Die junge Bundesrepublik errichtete - zu ihrem Schutz, wie
es im allgemeinen Verständnis hieß - institutionelle Barrikaden im Kalten Krieg. Das
für die "innere Sicherheit" zuständige Ressort sah es als eine seiner
dringlichsten Aufgaben an, durch ein Verfassungsschutzgesetz und die 1950 gegründete
Behörde "Bundesamt für Verfassungsschutz" den Staatsfeinden Paroli zu bieten.
Das richtete sich gegen Rechts- und Linksextremisten, gemeint und gefürchtet waren aber
vor allem die Kommunisten, und zwar äußerlich in Gestalt der SED und der Regierung in
Ostberlin, im Innern in Gestalt der KPD.

■ Erfasste Einträge ■
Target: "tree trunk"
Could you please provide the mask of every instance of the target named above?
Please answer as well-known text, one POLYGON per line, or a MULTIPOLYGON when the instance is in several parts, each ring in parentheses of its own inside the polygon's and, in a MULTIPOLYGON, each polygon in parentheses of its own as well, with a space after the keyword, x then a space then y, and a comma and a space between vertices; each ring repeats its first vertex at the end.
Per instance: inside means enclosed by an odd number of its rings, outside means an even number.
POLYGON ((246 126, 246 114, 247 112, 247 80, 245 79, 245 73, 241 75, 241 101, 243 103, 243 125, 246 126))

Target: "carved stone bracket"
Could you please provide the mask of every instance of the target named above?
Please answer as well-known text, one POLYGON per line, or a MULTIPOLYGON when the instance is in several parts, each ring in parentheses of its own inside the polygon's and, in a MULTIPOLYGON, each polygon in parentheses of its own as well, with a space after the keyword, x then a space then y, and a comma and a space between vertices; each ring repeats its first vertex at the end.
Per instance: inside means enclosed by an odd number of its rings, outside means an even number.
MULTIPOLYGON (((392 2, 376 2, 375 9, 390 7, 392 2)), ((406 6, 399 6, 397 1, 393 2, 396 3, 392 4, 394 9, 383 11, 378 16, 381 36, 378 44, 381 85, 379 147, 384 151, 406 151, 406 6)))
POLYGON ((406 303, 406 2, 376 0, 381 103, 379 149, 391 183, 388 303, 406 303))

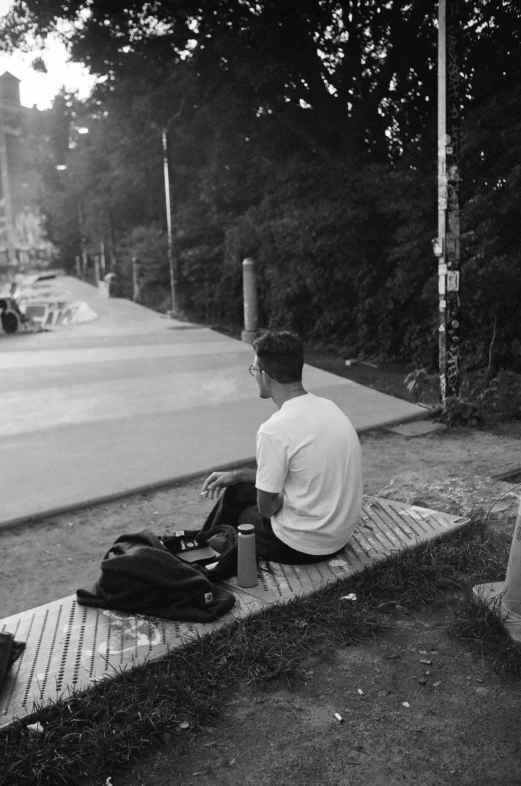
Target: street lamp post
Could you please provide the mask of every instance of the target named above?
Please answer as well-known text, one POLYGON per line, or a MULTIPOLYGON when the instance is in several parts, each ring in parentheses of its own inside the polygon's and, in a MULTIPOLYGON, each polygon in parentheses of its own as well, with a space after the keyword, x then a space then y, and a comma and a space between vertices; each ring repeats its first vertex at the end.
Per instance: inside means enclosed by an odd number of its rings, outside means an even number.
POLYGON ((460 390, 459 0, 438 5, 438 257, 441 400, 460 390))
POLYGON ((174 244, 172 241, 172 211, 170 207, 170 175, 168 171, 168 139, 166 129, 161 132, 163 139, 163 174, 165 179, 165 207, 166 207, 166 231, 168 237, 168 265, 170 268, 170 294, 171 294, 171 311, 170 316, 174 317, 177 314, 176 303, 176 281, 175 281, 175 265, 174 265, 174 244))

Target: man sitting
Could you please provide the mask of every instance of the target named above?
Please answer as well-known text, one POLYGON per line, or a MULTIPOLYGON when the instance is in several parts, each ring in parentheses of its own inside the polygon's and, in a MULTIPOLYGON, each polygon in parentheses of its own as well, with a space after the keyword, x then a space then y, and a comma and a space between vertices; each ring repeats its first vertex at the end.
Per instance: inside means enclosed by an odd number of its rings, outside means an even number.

--

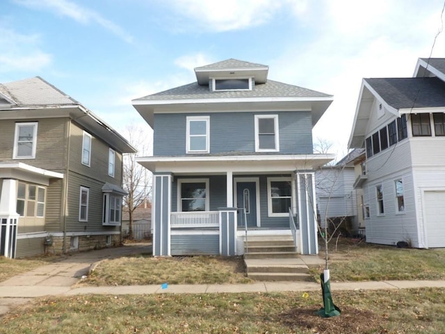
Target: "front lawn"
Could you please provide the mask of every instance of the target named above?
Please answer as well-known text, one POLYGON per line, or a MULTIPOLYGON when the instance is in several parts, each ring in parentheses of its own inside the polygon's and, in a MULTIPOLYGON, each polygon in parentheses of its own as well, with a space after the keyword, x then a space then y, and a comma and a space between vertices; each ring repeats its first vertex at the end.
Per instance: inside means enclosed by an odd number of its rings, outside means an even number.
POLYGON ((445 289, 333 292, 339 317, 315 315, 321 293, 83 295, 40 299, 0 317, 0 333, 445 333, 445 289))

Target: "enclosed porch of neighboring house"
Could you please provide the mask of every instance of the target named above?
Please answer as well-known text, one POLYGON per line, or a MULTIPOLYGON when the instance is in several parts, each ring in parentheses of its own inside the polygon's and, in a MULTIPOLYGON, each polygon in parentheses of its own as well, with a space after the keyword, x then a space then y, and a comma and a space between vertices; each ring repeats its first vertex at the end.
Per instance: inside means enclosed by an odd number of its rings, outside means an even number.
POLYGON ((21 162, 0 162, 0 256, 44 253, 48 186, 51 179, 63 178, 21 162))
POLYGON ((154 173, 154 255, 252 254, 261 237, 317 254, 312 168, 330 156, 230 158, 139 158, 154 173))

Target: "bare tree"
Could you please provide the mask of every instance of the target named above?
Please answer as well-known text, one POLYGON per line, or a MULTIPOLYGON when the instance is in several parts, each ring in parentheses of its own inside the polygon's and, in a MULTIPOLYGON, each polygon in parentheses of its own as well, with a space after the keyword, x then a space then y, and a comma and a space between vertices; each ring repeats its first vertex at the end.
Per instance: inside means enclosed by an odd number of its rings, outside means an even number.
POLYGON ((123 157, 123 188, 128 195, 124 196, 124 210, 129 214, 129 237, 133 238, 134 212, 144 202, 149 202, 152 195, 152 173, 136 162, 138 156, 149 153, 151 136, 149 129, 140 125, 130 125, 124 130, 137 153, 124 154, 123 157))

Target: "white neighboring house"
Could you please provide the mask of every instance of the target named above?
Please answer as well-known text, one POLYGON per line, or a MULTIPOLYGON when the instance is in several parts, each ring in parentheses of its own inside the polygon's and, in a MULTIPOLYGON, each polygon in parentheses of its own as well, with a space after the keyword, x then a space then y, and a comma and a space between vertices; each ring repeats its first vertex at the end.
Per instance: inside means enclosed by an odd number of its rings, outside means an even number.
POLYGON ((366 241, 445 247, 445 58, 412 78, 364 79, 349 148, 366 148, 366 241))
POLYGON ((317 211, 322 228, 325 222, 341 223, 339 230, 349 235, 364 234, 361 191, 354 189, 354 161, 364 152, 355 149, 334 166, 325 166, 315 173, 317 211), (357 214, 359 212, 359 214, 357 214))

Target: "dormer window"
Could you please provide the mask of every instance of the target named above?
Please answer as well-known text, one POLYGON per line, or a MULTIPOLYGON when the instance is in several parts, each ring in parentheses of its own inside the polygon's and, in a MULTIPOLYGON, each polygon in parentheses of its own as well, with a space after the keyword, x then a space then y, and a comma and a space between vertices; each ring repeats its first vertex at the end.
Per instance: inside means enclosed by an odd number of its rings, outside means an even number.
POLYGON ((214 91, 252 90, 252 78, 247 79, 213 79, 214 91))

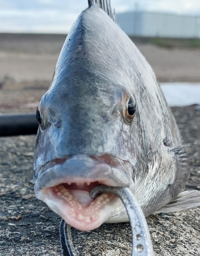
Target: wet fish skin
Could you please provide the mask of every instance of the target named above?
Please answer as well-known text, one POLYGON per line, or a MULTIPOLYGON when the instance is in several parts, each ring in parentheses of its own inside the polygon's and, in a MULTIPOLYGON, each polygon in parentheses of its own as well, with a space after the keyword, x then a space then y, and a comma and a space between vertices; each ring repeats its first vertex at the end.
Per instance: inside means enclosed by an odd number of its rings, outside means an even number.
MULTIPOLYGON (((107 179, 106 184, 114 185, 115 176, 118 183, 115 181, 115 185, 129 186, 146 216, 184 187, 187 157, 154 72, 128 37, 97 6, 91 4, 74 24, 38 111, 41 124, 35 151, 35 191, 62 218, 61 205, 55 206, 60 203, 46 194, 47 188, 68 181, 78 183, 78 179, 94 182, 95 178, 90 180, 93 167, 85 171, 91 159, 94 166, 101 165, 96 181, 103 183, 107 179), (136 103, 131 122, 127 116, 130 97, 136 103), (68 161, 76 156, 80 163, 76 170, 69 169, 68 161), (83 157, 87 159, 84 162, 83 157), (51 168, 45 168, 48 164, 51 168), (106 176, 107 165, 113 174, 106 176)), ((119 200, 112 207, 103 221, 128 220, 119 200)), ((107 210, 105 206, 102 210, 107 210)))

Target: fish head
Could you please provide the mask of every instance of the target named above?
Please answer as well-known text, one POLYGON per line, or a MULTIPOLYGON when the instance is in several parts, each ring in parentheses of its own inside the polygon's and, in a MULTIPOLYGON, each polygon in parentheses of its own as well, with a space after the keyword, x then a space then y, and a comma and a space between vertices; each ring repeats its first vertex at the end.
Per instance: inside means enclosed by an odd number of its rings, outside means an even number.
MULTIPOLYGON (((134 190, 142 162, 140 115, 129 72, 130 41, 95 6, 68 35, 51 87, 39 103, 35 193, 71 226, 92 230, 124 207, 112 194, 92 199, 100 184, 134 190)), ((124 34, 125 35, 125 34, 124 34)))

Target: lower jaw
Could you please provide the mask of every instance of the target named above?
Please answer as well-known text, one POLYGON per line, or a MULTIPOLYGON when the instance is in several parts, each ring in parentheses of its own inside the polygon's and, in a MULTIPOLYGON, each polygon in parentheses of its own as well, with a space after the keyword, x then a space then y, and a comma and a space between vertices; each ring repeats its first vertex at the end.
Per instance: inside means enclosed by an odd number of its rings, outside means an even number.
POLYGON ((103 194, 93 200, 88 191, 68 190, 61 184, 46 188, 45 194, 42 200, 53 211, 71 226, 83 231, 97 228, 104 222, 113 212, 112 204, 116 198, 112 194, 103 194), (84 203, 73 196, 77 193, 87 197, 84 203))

--

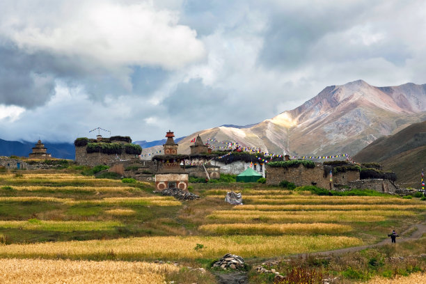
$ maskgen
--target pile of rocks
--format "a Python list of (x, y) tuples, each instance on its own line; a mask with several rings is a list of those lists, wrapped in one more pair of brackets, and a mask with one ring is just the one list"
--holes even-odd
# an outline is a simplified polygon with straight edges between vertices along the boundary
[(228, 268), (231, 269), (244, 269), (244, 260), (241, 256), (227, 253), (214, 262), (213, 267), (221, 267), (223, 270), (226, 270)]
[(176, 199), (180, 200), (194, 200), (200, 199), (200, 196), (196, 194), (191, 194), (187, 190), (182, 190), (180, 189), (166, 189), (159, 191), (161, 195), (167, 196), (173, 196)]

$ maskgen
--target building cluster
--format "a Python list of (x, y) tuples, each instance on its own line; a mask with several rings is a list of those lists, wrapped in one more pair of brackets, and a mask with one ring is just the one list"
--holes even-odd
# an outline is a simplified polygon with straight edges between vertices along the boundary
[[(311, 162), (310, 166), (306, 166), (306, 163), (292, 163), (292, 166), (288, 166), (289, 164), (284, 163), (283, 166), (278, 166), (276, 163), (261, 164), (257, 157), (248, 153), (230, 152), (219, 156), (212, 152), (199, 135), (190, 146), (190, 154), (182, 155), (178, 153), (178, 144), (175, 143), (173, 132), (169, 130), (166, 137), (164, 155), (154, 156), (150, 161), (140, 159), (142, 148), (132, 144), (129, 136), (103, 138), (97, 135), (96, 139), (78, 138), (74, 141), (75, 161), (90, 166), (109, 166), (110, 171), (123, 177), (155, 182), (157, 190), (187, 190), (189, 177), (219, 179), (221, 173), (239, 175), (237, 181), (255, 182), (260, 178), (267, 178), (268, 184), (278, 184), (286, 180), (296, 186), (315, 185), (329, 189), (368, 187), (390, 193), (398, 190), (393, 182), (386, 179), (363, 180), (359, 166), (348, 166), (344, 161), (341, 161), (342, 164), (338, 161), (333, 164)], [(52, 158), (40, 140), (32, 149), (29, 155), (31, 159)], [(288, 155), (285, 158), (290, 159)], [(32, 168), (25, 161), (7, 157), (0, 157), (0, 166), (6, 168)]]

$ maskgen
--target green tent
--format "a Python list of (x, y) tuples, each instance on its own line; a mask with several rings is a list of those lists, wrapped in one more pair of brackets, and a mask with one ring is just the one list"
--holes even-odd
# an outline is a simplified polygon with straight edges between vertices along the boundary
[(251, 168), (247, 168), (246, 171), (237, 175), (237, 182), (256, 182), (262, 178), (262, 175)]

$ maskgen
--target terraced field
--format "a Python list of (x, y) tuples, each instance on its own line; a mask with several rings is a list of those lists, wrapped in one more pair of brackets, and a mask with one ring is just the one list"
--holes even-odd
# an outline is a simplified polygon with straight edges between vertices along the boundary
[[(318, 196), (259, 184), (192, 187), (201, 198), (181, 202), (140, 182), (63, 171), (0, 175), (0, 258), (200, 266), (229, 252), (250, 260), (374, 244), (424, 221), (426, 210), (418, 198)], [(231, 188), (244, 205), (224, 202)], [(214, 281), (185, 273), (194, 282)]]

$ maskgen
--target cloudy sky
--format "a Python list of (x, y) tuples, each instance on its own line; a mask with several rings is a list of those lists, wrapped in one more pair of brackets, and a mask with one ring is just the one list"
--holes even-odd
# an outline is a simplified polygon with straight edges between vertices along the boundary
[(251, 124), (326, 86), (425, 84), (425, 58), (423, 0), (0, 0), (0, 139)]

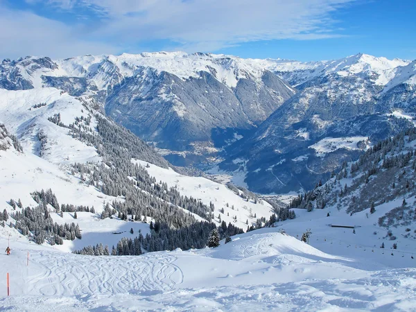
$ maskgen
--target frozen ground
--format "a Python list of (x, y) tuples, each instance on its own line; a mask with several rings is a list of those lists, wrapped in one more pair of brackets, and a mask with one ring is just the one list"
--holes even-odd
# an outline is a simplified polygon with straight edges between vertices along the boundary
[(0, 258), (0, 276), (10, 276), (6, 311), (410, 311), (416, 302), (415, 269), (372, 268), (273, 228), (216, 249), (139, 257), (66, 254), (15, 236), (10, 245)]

■ Arbeitsanweisung ■
Führen Sie alle Gruppen und Institutionen auf, gegen die sich das Vorgehen des Bundesamts für Verfassungsschutz laut dem Textauszug richtete.

■ Antwort ■
- Rechtsextremisten
- Linksextremisten
- Kommunisten
- SED
- Regierung in Ostberlin
- KPD